* _SUPPLIED INFORMATION_:
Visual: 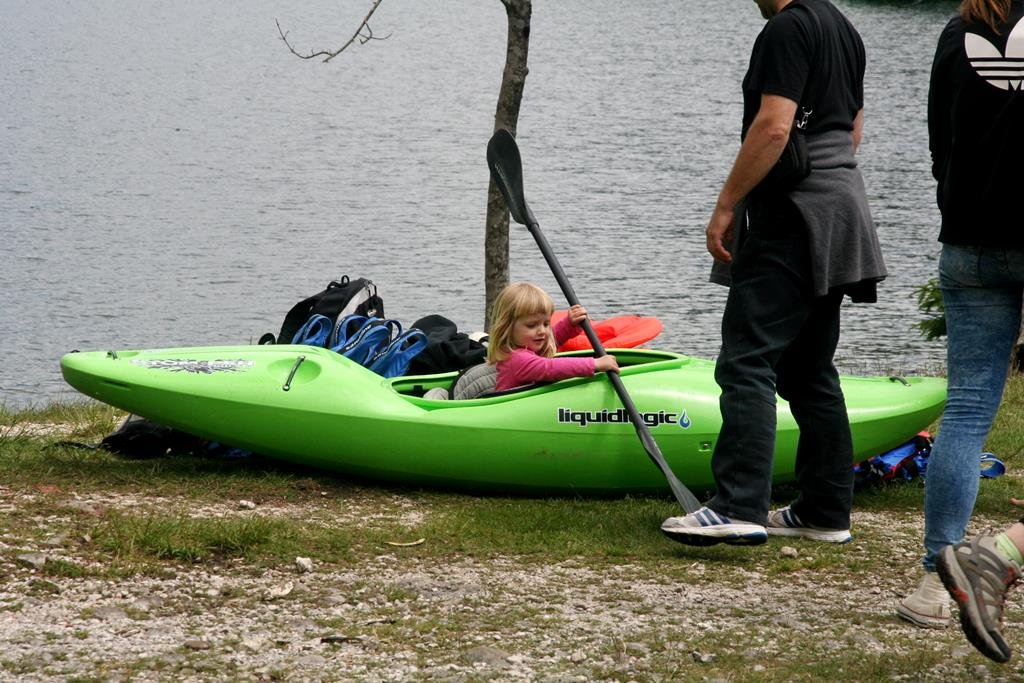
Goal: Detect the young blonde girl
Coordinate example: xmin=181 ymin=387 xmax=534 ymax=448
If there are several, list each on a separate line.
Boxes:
xmin=487 ymin=283 xmax=618 ymax=391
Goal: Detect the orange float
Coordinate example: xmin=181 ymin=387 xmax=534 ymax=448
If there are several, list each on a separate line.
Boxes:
xmin=551 ymin=310 xmax=665 ymax=351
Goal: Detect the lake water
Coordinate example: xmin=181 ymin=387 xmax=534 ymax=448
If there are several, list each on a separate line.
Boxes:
xmin=0 ymin=0 xmax=954 ymax=408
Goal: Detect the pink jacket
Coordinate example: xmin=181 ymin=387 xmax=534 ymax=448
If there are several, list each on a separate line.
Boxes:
xmin=495 ymin=316 xmax=594 ymax=391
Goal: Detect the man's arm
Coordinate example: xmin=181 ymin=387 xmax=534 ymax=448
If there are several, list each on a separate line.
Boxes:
xmin=705 ymin=94 xmax=797 ymax=263
xmin=853 ymin=110 xmax=864 ymax=154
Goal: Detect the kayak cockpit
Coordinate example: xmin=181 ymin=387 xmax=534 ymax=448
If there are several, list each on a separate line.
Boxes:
xmin=390 ymin=348 xmax=692 ymax=408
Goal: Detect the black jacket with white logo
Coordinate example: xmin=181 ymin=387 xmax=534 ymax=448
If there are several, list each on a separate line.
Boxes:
xmin=928 ymin=0 xmax=1024 ymax=249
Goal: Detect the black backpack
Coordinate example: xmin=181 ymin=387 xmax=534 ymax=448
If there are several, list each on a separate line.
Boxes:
xmin=406 ymin=315 xmax=487 ymax=375
xmin=259 ymin=275 xmax=384 ymax=344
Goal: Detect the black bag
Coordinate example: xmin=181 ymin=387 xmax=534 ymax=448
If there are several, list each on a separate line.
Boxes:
xmin=268 ymin=275 xmax=384 ymax=344
xmin=406 ymin=315 xmax=487 ymax=375
xmin=758 ymin=2 xmax=824 ymax=193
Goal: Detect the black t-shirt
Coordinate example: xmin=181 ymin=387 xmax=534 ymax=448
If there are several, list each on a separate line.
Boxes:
xmin=928 ymin=0 xmax=1024 ymax=249
xmin=743 ymin=0 xmax=865 ymax=135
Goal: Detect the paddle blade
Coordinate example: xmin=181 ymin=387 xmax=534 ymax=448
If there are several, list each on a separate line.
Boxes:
xmin=487 ymin=128 xmax=537 ymax=225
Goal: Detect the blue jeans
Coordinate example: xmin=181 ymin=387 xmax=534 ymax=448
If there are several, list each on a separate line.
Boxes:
xmin=923 ymin=245 xmax=1024 ymax=571
xmin=708 ymin=223 xmax=853 ymax=528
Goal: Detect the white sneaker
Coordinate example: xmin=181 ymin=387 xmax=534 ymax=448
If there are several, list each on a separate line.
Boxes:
xmin=765 ymin=506 xmax=853 ymax=543
xmin=662 ymin=508 xmax=768 ymax=546
xmin=896 ymin=571 xmax=951 ymax=629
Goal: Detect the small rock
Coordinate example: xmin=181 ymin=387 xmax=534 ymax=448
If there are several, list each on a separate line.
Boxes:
xmin=240 ymin=638 xmax=263 ymax=652
xmin=42 ymin=533 xmax=68 ymax=548
xmin=14 ymin=553 xmax=47 ymax=569
xmin=92 ymin=605 xmax=128 ymax=622
xmin=263 ymin=582 xmax=295 ymax=600
xmin=463 ymin=645 xmax=509 ymax=668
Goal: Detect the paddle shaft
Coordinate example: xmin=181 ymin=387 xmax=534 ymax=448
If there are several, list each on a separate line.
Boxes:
xmin=525 ymin=219 xmax=701 ymax=512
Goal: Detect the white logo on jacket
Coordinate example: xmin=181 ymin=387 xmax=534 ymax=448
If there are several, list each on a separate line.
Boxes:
xmin=964 ymin=20 xmax=1024 ymax=90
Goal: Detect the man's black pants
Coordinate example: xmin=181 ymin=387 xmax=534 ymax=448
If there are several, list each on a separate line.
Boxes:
xmin=708 ymin=221 xmax=853 ymax=528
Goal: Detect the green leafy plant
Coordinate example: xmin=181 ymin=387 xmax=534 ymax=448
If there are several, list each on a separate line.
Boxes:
xmin=913 ymin=278 xmax=946 ymax=341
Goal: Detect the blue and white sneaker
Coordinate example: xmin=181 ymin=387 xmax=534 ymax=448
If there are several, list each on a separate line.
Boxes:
xmin=765 ymin=506 xmax=853 ymax=543
xmin=662 ymin=508 xmax=768 ymax=546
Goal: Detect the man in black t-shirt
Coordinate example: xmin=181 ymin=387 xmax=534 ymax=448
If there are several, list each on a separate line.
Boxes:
xmin=662 ymin=0 xmax=886 ymax=546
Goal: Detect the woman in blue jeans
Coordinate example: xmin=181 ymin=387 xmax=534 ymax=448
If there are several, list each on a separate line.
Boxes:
xmin=896 ymin=0 xmax=1024 ymax=628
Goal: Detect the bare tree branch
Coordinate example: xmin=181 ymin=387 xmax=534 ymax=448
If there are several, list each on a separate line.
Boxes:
xmin=273 ymin=0 xmax=391 ymax=61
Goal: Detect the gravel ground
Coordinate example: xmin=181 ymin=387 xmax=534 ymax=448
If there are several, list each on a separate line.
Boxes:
xmin=0 ymin=487 xmax=1024 ymax=681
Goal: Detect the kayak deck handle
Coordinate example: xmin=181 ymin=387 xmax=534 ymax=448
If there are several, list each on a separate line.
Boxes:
xmin=281 ymin=355 xmax=306 ymax=391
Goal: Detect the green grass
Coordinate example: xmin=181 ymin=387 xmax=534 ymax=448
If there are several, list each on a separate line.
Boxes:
xmin=6 ymin=376 xmax=1024 ymax=681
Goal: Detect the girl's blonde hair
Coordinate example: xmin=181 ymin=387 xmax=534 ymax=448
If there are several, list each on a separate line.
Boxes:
xmin=959 ymin=0 xmax=1010 ymax=35
xmin=487 ymin=283 xmax=555 ymax=365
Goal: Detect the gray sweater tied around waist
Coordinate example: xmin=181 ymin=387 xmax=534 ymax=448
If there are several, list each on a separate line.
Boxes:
xmin=711 ymin=130 xmax=887 ymax=296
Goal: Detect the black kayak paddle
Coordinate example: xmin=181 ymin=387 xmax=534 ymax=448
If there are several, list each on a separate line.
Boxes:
xmin=487 ymin=129 xmax=701 ymax=512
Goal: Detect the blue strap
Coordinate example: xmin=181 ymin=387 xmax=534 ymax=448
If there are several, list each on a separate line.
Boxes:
xmin=292 ymin=314 xmax=331 ymax=346
xmin=324 ymin=314 xmax=370 ymax=349
xmin=367 ymin=328 xmax=427 ymax=377
xmin=331 ymin=317 xmax=401 ymax=366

* _WHAT IS BEING ASKED_: Report each line of the listing that contains the string "paddle", matching its case exactly.

* _RESULT OF THIS TASK_:
Goal: Detect the paddle blade
Goal: Detect the paddle shaft
Goal: Detect the black kayak paddle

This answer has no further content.